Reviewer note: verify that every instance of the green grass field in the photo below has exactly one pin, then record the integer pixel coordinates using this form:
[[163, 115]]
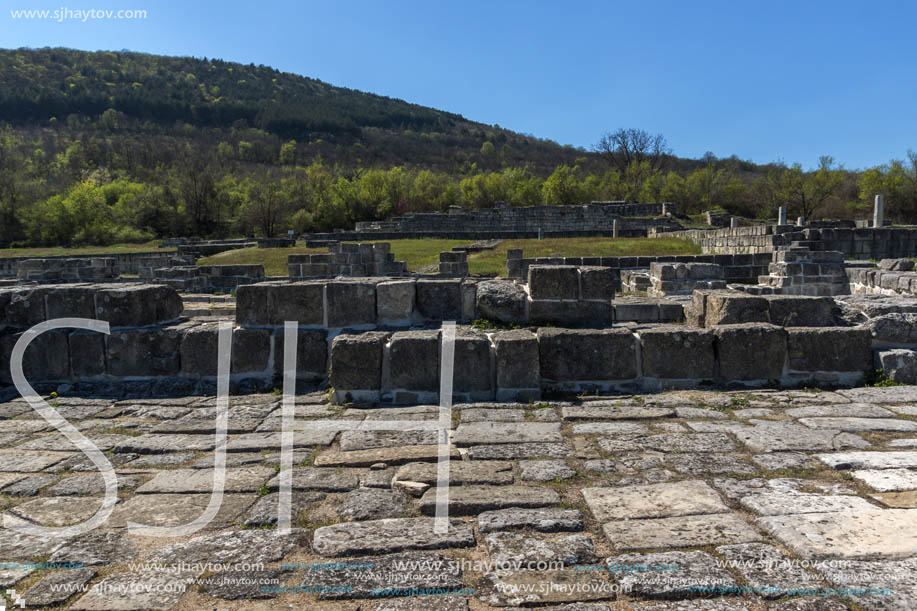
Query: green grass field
[[422, 253], [54, 251]]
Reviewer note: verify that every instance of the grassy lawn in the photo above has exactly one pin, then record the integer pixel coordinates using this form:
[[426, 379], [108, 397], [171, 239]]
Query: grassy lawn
[[494, 261], [421, 253], [54, 251]]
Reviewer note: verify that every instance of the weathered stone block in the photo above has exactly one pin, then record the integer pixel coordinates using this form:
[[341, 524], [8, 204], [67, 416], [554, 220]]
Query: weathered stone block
[[587, 354], [356, 361], [415, 360], [395, 300], [677, 352], [137, 305], [517, 360], [145, 352], [597, 283], [311, 354], [751, 351], [553, 282], [832, 349], [351, 303], [439, 299], [501, 300]]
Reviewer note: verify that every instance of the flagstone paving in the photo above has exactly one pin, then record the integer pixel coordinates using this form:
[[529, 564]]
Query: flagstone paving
[[676, 501]]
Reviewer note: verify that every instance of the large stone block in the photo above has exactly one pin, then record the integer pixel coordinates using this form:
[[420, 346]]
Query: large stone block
[[798, 311], [553, 282], [586, 354], [395, 300], [415, 357], [832, 349], [439, 299], [153, 351], [472, 373], [45, 359], [351, 303], [597, 283], [518, 364], [311, 354], [138, 305], [501, 300], [677, 352], [356, 361], [751, 351]]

——

Could you return every line from the entries above in which the string "that" occurs?

Exercise answer |
Reviewer note: verify that every instance of the green grass field in the photo below has exactly one pin, then record the integer pixel coordinates using this form:
Reviewer note: verify that every instance of the grassy lawn in the photo above has exactly one pin, then record the integer pixel coordinates using this form:
Reviewer note: verify that every instance of the weathered stone block in the photo above has exactly one pin, then record the integer pixel coordinates using this form:
Reviewer note: verify that every instance of the flagstone paving in the photo above has exactly one pin, then record the integer pixel coordinates using this form:
Reviewer note: verify that every instance of the large stone block in the photo above has exactly one pin, then record the integer pixel coordinates using this form:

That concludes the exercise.